Extrait fourni
----

J. V. : Justement, dans le film, ce n’est plus une expérience solitaire. Apolline partage le jeu avec son frère. On parle aussi du fait que les jeux de collaboration sont en train de disparaître. Quand j’étais petit, jouer avec quelqu’un assis à côté de moi était très important. Vous étiez côte à côte, mais vous aviez aussi vos personnages dans le monde du jeu, créant ainsi un espace de fusion directe. Aujourd’hui, il me semble qu’il existe une toute autre façon de jouer, principalement en ligne, ce qui rend difficile le fait de jouer avec son voisin. Il y a de moins en moins de jeux permettant de jouer à deux dans le même espace. À cette époque, former des communautés de jeu était possible à la fois physiquement et virtuellement.

----

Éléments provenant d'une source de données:
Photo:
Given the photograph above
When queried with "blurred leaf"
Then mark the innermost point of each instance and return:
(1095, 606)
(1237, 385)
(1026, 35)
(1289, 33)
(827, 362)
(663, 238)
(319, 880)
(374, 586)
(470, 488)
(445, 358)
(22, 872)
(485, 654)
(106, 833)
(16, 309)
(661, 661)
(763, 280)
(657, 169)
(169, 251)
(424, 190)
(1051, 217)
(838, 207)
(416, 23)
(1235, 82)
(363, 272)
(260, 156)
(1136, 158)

----

Objectif 1
Recopiez à l'identique le passage de l'extrait sur le jeu vidéo qui va de « J. V. : Justement, dans » jusqu'à « physiquement et virtuellement. ».
Objectif 2
Reproduisez fidèlement, ligne par ligne, l'intégralité de la liste de données.
Cette liste n'a aucun rapport avec l'extrait.

Résultat attendu 1
J. V. : Justement, dans le film, ce n’est plus une expérience solitaire. Apolline partage le jeu avec son frère. On parle aussi du fait que les jeux de collaboration sont en train de disparaître. Quand j’étais petit, jouer avec quelqu’un assis à côté de moi était très important. Vous étiez côte à côte, mais vous aviez aussi vos personnages dans le monde du jeu, créant ainsi un espace de fusion directe. Aujourd’hui, il me semble qu’il existe une toute autre façon de jouer, principalement en ligne, ce qui rend difficile le fait de jouer avec son voisin. Il y a de moins en moins de jeux permettant de jouer à deux dans le même espace. À cette époque, former des communautés de jeu était possible à la fois physiquement et virtuellement.

Résultat attendu 2
Photo:
Given the photograph above
When queried with "blurred leaf"
Then mark the innermost point of each instance and return:
(1095, 606)
(1237, 385)
(1026, 35)
(1289, 33)
(827, 362)
(663, 238)
(319, 880)
(374, 586)
(470, 488)
(445, 358)
(22, 872)
(485, 654)
(106, 833)
(16, 309)
(661, 661)
(763, 280)
(657, 169)
(169, 251)
(424, 190)
(1051, 217)
(838, 207)
(416, 23)
(1235, 82)
(363, 272)
(260, 156)
(1136, 158)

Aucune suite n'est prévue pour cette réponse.